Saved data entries
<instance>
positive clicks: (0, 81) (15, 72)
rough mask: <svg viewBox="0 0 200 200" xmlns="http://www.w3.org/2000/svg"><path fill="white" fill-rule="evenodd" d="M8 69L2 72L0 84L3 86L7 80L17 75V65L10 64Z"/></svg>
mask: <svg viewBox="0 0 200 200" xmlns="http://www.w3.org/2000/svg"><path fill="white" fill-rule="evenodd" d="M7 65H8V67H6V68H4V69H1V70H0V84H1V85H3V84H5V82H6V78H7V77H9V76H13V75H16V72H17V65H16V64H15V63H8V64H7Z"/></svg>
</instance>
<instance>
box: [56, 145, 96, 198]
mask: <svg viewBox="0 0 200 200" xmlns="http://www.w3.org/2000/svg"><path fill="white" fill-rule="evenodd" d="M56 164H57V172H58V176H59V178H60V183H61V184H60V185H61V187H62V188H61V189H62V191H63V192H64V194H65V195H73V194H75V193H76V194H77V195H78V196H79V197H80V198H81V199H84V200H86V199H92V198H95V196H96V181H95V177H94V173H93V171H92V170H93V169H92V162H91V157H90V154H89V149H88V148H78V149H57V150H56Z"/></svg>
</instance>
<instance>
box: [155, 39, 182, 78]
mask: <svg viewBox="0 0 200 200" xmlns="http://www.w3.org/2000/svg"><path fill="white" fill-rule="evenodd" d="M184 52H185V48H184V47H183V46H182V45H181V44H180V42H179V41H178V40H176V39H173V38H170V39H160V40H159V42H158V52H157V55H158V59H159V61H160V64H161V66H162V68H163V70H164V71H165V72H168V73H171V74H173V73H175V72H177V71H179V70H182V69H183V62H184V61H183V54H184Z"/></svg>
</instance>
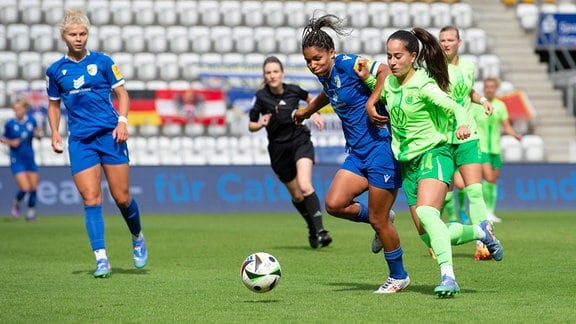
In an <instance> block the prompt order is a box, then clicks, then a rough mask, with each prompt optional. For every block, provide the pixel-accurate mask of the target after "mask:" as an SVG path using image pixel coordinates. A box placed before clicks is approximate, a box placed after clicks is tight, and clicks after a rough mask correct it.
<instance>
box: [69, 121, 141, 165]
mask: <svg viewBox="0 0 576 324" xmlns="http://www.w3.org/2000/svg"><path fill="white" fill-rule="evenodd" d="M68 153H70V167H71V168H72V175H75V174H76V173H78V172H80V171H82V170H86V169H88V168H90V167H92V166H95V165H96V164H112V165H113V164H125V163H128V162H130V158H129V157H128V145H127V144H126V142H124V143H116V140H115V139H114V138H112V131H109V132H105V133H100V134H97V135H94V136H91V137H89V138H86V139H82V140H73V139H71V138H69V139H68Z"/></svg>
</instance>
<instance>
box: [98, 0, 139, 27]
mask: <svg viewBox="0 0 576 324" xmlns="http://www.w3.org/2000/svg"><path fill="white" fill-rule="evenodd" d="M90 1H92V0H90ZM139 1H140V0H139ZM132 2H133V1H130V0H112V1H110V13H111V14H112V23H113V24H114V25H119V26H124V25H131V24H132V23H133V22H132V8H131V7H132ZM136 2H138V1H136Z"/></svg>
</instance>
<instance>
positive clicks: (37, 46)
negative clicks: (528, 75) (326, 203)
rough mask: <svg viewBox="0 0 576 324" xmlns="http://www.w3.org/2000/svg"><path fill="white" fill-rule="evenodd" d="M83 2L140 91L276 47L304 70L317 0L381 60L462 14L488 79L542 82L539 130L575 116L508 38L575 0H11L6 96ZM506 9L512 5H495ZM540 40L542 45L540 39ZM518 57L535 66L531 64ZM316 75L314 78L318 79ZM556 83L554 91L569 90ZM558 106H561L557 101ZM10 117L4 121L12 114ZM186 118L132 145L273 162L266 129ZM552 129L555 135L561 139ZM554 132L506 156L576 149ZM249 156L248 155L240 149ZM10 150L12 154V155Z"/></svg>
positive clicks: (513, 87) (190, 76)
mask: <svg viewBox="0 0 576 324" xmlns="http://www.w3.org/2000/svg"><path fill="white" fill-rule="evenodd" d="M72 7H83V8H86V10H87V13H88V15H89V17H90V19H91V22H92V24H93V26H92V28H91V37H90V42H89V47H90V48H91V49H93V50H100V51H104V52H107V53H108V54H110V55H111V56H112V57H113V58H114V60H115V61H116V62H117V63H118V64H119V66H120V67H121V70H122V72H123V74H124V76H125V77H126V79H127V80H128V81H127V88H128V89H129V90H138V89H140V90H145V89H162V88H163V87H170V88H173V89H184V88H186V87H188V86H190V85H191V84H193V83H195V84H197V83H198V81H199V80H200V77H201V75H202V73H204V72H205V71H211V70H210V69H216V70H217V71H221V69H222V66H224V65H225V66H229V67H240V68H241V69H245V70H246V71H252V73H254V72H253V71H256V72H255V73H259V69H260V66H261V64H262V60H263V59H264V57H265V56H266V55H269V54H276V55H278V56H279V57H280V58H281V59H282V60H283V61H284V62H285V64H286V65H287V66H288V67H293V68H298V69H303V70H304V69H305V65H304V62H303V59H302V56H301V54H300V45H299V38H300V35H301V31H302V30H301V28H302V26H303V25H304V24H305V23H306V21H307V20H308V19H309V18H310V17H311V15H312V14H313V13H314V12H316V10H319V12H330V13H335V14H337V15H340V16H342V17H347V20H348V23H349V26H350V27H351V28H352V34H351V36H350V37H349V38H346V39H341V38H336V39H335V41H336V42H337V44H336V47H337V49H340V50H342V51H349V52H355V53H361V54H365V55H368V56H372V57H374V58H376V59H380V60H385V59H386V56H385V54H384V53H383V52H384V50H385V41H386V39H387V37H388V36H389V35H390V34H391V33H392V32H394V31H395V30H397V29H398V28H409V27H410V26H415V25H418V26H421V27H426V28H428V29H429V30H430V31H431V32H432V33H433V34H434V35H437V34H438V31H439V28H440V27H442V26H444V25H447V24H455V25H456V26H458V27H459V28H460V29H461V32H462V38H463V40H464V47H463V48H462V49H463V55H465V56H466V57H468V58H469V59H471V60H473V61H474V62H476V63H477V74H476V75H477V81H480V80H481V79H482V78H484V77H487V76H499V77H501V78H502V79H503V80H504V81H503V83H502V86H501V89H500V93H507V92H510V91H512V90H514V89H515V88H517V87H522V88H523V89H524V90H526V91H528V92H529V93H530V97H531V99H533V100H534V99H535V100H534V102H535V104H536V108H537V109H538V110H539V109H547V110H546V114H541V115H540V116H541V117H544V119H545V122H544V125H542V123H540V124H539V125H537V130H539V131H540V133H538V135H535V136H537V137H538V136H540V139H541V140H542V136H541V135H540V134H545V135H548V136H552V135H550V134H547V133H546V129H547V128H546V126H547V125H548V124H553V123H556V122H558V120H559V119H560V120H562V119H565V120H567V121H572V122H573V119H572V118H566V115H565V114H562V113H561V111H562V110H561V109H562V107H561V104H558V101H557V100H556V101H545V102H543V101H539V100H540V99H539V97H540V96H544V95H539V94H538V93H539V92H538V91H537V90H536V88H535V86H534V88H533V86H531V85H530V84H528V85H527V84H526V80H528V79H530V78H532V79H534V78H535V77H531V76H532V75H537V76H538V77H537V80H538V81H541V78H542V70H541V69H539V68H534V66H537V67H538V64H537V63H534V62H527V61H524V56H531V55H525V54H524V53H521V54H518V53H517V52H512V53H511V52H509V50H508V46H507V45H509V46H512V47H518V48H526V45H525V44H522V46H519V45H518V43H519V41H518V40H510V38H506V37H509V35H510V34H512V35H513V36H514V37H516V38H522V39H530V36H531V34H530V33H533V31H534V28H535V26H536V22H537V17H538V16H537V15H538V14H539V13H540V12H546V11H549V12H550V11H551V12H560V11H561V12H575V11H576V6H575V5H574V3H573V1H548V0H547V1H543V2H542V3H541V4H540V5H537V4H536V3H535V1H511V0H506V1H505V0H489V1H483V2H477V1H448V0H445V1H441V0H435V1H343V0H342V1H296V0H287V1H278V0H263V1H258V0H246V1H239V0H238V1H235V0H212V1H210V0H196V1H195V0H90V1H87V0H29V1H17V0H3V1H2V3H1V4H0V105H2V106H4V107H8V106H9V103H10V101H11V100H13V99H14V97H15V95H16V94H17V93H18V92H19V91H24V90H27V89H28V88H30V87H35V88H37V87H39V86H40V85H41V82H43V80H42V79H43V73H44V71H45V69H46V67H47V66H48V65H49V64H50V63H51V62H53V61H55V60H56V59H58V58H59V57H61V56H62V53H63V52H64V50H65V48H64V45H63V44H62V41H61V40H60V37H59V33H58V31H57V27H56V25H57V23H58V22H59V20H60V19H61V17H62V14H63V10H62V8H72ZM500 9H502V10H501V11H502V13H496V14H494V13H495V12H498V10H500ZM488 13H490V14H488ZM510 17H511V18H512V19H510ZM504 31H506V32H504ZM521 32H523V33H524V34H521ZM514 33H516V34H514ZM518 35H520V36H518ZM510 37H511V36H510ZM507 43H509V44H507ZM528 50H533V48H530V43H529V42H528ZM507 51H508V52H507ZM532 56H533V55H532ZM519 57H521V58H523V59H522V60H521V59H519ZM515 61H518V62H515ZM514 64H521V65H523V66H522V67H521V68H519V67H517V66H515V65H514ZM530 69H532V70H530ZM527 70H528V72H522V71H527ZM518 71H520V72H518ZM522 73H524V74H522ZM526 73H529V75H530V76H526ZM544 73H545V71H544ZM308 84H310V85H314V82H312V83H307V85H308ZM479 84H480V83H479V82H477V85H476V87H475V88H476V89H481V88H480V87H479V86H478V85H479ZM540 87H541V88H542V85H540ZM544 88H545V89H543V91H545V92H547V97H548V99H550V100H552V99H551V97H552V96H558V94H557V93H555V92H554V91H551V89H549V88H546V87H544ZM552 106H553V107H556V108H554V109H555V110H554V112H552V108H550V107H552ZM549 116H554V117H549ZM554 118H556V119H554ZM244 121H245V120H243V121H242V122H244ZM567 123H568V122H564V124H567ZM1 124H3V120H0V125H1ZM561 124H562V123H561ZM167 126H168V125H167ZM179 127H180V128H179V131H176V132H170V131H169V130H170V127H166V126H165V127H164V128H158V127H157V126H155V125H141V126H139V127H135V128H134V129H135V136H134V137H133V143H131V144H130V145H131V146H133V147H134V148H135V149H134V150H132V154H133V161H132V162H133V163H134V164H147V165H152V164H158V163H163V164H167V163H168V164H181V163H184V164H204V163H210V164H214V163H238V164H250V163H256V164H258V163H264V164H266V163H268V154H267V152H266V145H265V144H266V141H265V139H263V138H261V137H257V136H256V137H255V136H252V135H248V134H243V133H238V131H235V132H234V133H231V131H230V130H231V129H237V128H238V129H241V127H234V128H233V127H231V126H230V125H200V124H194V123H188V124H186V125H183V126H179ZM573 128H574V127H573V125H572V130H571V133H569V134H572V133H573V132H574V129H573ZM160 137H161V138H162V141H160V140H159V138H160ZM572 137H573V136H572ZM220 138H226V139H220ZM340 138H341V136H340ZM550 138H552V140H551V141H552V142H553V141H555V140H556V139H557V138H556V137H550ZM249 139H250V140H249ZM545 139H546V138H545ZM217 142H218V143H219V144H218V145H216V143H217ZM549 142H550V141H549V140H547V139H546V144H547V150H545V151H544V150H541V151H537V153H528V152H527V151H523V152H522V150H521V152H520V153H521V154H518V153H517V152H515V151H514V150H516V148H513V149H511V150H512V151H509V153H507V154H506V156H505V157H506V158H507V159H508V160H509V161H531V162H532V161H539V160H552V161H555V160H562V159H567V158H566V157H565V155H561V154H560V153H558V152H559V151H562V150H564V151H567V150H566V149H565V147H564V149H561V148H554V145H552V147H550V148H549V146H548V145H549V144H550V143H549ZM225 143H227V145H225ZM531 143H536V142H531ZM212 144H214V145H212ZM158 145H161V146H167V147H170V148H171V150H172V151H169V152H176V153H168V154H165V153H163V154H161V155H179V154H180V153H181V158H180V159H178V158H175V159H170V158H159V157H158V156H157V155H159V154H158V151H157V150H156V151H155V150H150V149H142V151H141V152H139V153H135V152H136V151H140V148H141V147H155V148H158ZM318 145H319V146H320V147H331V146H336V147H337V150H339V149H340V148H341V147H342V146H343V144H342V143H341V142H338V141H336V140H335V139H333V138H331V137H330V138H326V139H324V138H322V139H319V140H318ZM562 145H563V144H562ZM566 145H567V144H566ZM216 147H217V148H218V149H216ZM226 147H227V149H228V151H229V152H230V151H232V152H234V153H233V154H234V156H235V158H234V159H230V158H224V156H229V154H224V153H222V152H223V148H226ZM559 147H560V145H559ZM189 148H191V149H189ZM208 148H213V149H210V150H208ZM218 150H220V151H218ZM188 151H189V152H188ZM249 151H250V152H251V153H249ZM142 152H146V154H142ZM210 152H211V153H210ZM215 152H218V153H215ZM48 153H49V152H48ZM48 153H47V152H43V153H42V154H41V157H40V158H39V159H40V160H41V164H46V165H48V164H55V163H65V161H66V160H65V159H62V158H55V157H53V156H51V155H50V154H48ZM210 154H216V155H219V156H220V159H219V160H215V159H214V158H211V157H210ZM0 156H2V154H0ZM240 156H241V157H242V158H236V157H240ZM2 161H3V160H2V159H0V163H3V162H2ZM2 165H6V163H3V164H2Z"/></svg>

Work instruction: The expected answer is an exact copy of the lines above, beginning at the line with "box: [98, 0, 139, 27]" and ending at the line with "2L140 91L276 47L304", with both ends in.

Result of the exercise:
box: [98, 0, 139, 27]
mask: <svg viewBox="0 0 576 324" xmlns="http://www.w3.org/2000/svg"><path fill="white" fill-rule="evenodd" d="M90 1H92V0H90ZM139 1H140V0H139ZM132 2H133V1H130V0H112V1H110V13H111V14H112V23H113V24H114V25H119V26H124V25H131V24H132V23H133V22H132V8H131V7H132ZM136 2H138V1H136Z"/></svg>
</instance>
<instance>
positive clicks: (37, 46)
negative clicks: (528, 75) (326, 203)
rough mask: <svg viewBox="0 0 576 324" xmlns="http://www.w3.org/2000/svg"><path fill="white" fill-rule="evenodd" d="M83 2L140 91L276 47L304 70L317 0L381 60L462 14L488 79L542 82L539 130L575 116L508 38L575 0H11L6 96ZM506 9L512 5H495ZM540 40L542 45L540 39ZM518 57L535 66L531 64ZM316 75L314 78L318 79ZM556 83L554 91L569 90ZM558 106H561L557 101ZM10 117L4 121L12 114ZM186 118L132 145L273 162L266 129ZM552 129L555 135L561 139ZM554 132L506 156L576 149ZM249 156L248 155L240 149ZM10 150L12 154V155Z"/></svg>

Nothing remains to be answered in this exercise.